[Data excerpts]
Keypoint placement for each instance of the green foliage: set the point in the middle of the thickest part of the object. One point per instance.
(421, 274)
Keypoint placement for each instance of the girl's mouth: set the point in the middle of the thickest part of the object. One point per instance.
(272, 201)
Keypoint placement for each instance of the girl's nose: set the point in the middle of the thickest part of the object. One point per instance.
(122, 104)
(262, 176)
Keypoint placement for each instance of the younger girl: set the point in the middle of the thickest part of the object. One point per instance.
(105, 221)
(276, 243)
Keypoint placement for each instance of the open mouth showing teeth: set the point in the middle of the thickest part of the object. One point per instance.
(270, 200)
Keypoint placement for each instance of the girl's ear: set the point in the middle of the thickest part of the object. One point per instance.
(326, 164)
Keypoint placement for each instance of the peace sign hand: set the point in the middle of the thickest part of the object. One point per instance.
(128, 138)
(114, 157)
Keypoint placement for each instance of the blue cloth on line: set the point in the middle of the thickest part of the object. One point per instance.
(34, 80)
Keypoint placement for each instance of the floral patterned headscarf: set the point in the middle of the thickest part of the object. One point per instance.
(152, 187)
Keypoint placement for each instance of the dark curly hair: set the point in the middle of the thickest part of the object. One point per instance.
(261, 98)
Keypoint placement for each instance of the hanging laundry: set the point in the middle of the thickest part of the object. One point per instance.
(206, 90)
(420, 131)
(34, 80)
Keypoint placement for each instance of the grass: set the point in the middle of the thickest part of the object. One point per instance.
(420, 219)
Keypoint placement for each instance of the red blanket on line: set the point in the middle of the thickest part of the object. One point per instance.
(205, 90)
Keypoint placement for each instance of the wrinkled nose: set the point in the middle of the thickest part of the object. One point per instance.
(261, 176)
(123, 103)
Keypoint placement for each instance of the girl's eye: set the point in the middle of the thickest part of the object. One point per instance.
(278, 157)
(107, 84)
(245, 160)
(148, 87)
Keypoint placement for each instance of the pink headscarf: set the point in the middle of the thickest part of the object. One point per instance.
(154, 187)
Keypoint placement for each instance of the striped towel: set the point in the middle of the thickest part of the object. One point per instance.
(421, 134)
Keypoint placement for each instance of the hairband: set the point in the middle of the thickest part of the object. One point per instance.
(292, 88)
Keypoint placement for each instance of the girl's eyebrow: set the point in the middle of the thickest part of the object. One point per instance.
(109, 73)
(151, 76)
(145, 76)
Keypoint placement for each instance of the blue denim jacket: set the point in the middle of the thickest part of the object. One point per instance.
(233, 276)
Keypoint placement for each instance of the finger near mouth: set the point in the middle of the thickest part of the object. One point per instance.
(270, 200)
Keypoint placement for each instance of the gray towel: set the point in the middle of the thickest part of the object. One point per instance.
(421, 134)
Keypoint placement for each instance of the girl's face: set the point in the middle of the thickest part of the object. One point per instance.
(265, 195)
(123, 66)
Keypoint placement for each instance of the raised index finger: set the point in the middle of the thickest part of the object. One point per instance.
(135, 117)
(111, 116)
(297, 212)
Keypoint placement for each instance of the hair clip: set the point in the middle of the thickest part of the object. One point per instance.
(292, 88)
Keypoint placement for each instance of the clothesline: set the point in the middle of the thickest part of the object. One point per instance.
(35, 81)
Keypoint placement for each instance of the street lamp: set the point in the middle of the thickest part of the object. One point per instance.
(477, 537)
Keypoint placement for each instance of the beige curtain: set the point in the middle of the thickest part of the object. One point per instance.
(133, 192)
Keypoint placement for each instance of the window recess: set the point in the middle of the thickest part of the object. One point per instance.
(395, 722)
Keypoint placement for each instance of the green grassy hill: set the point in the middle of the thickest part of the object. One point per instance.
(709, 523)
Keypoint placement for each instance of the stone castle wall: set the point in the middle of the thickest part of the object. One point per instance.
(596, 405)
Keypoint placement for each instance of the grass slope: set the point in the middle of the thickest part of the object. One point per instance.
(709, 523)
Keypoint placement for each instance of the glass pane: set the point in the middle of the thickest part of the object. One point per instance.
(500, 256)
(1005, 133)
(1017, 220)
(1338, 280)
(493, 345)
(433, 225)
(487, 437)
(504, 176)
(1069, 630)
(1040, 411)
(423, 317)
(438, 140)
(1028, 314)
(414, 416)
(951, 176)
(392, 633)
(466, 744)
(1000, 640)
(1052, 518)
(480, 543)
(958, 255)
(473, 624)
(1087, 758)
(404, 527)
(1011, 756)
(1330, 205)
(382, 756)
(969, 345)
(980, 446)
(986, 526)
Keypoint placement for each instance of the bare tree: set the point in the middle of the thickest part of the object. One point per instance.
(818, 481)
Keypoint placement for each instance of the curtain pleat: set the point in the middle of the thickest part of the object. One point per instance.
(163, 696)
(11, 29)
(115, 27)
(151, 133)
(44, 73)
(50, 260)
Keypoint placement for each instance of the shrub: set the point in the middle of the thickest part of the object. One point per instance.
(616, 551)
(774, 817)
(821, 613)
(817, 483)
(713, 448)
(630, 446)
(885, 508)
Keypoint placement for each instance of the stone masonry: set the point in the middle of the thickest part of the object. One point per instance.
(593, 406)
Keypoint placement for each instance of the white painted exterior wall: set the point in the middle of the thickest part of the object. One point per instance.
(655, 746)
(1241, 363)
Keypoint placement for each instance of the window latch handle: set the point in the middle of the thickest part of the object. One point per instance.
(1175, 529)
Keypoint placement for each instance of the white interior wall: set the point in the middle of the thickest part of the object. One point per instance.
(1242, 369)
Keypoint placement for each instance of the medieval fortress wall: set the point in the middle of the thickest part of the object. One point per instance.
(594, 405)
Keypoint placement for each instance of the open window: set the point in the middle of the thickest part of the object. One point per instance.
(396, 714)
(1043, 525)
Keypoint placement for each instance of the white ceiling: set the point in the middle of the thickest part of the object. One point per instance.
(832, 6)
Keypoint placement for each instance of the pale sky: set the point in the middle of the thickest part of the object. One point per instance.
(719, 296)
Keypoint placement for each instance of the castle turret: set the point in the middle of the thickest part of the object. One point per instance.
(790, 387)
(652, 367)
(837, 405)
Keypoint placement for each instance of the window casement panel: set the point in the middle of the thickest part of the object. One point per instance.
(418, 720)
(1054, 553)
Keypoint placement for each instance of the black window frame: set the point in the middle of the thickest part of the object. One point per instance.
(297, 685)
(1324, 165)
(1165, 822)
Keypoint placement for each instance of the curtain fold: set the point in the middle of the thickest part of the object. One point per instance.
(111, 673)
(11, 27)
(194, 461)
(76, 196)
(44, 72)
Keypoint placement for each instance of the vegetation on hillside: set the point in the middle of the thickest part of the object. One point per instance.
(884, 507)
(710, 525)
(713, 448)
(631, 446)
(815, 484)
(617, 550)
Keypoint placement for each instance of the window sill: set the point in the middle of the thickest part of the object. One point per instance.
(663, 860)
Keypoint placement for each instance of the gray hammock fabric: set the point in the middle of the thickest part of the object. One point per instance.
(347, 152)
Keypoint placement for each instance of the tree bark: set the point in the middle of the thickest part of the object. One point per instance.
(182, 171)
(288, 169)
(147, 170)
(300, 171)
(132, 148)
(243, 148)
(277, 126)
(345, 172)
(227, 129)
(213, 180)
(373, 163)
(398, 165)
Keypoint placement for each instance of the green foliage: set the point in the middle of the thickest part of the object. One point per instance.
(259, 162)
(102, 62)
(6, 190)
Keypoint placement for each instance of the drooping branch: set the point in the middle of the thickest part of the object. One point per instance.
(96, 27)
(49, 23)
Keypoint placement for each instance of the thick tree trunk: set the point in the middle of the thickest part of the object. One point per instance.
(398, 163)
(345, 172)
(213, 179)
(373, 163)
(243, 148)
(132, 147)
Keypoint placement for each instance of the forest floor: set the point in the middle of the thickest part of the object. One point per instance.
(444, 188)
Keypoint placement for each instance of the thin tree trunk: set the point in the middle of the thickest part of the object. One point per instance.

# [EXERCISE REQUIREMENTS]
All entries must be repeated exactly.

# [SOLUTION BELOW]
Keypoint placement for each instance of the green foliage: set the point in the middle of the thickest part of the object. One point per instance.
(421, 274)
Keypoint placement for each instance of the girl's mouth: set the point in the middle of the thickest part of the object. One point per instance.
(272, 201)
Keypoint placement for each instance of the girl's nose: set the point in the middle of the thickest part of the object. One point per instance.
(122, 104)
(262, 176)
Keypoint placement for each instance of the younger girl: set the point in the middle of the thickest part of the object. One point per instance.
(105, 221)
(276, 243)
Keypoint placement for each instance of the open mouth showing teeth: set the point in the middle of the thickest part of the object. One point per instance.
(270, 200)
Keypoint placement for each instance of the girl's ear: set the point in the middle of the thickest part of the object. One point per instance.
(326, 164)
Keypoint placement for each instance of the peace sign hand: set the point in the middle of the thickest part of the object. One point per instance.
(128, 138)
(114, 157)
Keypoint placement for each instance of the blue cloth on line: set the point in the middle of the thickest part of the object. One point per instance.
(34, 80)
Keypoint placement for each instance of the floral patterned headscarf: set the point in the middle of the thickest part of the object. One point per instance.
(152, 187)
Keypoint placement for each instance of the dark curly hair: set the point in the middle of the thickest part of the object. One point per instance.
(261, 98)
Keypoint placement for each instance of the hanging laundry: set the point in the middle of the thickest part of the object. One point per instance.
(206, 90)
(420, 131)
(34, 80)
Keypoint placement for each instance of the grass: set the point in the middle of the thickest part of the object. One point per instance.
(420, 219)
Keypoint placement for each instance of the red blanket on line: set the point in the middle of the thickest part of the object. One point per instance.
(205, 90)
Keypoint placement for each instance of the wrinkled nose: set the point in the middle of the thickest part of the object. One point per instance.
(261, 176)
(123, 103)
Keypoint placement for each instance of the girl's eye: set the point in the middle of the thickest part of the object. One point per instance.
(278, 157)
(107, 84)
(245, 160)
(148, 87)
Keypoint placement for each instance of the pink headscarf: set the point in the middle of the thickest part of the object. One point per instance.
(154, 187)
Keypoint placement for each instance of the striped towel: set the point in the middle of the thickest part of the object. One point per instance.
(421, 134)
Keypoint placement for each instance of the hairband: set the point in the middle of the thickest part of the object. One point per instance.
(292, 88)
Keypoint placement for each instance of the girl's eyebrow: set the point in the middle of the thickest part of the object. One point per instance.
(109, 73)
(151, 76)
(145, 76)
Keypoint placement for each instance of the blue denim jacket: set the point in the middle of the thickest part of the object. One point per instance.
(233, 276)
Keypoint placement for each instance of the finger near mouth: set the point in the middle of the thickest part of the object. One point per instance.
(270, 200)
Keypoint placement for each instance of the gray towel: set the point in the middle of the thickest part of the object. One point per instance.
(421, 134)
Keypoint placement for each instance of the girl's face: set the point in the middle of the thickest part of the object. One point per instance.
(265, 195)
(123, 66)
Keypoint placement for each instance of the raised index finger: set the point in the middle of the thickest part of the object. One point per instance.
(135, 117)
(111, 116)
(297, 212)
Keypoint placement for each instance of the hair clip: set the point in the middle of the thickest part of the object. One point per instance.
(292, 88)
Keypoint placement for each instance of the clothesline: set the point in the middle of the thickest part of the object. One point per instance.
(35, 81)
Keypoint placement for each instance of the street lamp: set the point in the middle of the thickest part of the object. One point per instance.
(477, 537)
Keypoint placement for each instance of the beige curtain: set the point in the middle of the thickest part of the object. One point per instance.
(133, 192)
Keypoint placement for each instance of the window recess: set the point in the middle of the thickest part of the object. One point per instance.
(395, 722)
Keypoint placement for each instance of the green grassy hill: set the point in the middle of the thickest part of the object. One point per instance.
(709, 523)
Keypoint placement for each instance of the stone castle wall: set the point in the middle of the thickest part of the object. One point per instance.
(596, 405)
Keypoint placement for each instance of the grass slope: set the point in the middle of the thickest part of the object. One point per instance.
(709, 523)
Keypoint placement for each instance of the glass pane: set the point in the middle of the thickest part of the object. One point per instance.
(500, 256)
(1005, 133)
(1017, 220)
(1338, 280)
(493, 345)
(433, 225)
(487, 437)
(504, 176)
(1069, 630)
(1040, 411)
(423, 317)
(438, 140)
(1028, 314)
(414, 416)
(951, 176)
(392, 633)
(466, 744)
(1000, 640)
(1052, 518)
(480, 543)
(958, 255)
(473, 624)
(1087, 758)
(404, 527)
(1011, 756)
(1330, 205)
(382, 756)
(969, 345)
(980, 446)
(986, 526)
Keypoint placement for each instance of the bare tree: set the point in the middle of the thickest part of the object. One point per instance.
(818, 481)
Keypoint placement for each instance of the curtain pleat: set the point in the middle of the thickest part of the object. One point per instance.
(163, 696)
(11, 29)
(115, 27)
(151, 133)
(44, 73)
(50, 260)
Keypoint placement for each instance of the shrub: set the point in the middle of the thickest part of the object. One point per instance.
(616, 551)
(774, 817)
(821, 613)
(817, 483)
(713, 448)
(630, 446)
(885, 508)
Keypoint placement for each instance of the stone masonry: set the point in the middle of the thickest part of the object. One point per instance.
(593, 406)
Keypoint placement for each instance of the white painted exterior wall: set the point in the middle of the thickest part of the object. One point per instance.
(655, 746)
(1241, 363)
Keypoint placement for each instance of the window latch handle: set the point in the middle of the thickest part of the object. One point per instance.
(1175, 529)
Keypoint placement for each instance of the white interior wall: set the point in the middle of the thickest part of the object. One point per instance.
(1242, 369)
Keypoint placement for each instance of the medieval fortress wall: set the point in the middle of the thickest part of the object. One point per instance.
(594, 405)
Keypoint placement for each instance of the open window: set the point in the middle of the thickest part of the object. One point per instance.
(396, 714)
(1043, 525)
Keypoint placement for each instance of the white ceiling: set the point in the middle of the thickest part of the object. One point per instance.
(832, 6)
Keypoint placement for each instance of the pale sky: set the point in the middle of the thickest part of the object. One point per instance.
(719, 296)
Keypoint placement for each instance of the castle turret: set the point in the middle of the thickest part of the object. One point per instance.
(790, 387)
(652, 367)
(837, 405)
Keypoint placement for each instance of the window casement panel: set the point in the middle of the thickest part of the object. One point per instance.
(418, 720)
(1054, 553)
Keypoint placement for each instance of the black window frame: set the point in the middle of the thickest part of the object. One point per instance.
(297, 685)
(1324, 165)
(1165, 822)
Keypoint placement for each instance of the curtain fold: set the point in the middle of the thickest part of the object. One point per instance.
(111, 673)
(11, 27)
(194, 461)
(76, 196)
(44, 72)
Keypoint placement for each instance of the vegetation on hillside: set the point in the middle of the thickest part of the object. One point per instance.
(884, 507)
(710, 525)
(713, 448)
(631, 446)
(815, 484)
(617, 550)
Keypoint placement for each instance of the window sill: set the point in the middle of the thickest part of the object. One point per instance.
(663, 860)
Keypoint placement for each instance of the gray hammock fabric: set the point in the middle of the thickest part of the object. One point per instance.
(347, 152)
Keypoint placement for each instance of the tree bark: set the point in the middle of the thickest part of the object. One point per instance.
(182, 171)
(288, 169)
(147, 170)
(300, 171)
(132, 148)
(243, 148)
(277, 126)
(345, 172)
(227, 129)
(213, 180)
(373, 163)
(398, 165)
Keypoint placement for each instance of the green foliage: set the point in the middle of the thickest part of the object. One point per instance.
(259, 162)
(102, 62)
(6, 190)
Keypoint placement for each instance of the drooping branch: set the point in the middle of the thickest part of the object. One point per instance.
(96, 27)
(49, 23)
Keypoint placement for each instance of the thick tree trunk: set the point in the middle of the thickest part of the object. One point per instance.
(398, 163)
(345, 172)
(213, 179)
(373, 163)
(243, 148)
(132, 147)
Keypoint placement for each instance of the forest floor: set the point in the middle of the thickest part of the object. One point per instance.
(444, 188)
Keypoint placement for each instance of the thin tree trunk: set the point in the middle of the thickest part of the object. One point per instance.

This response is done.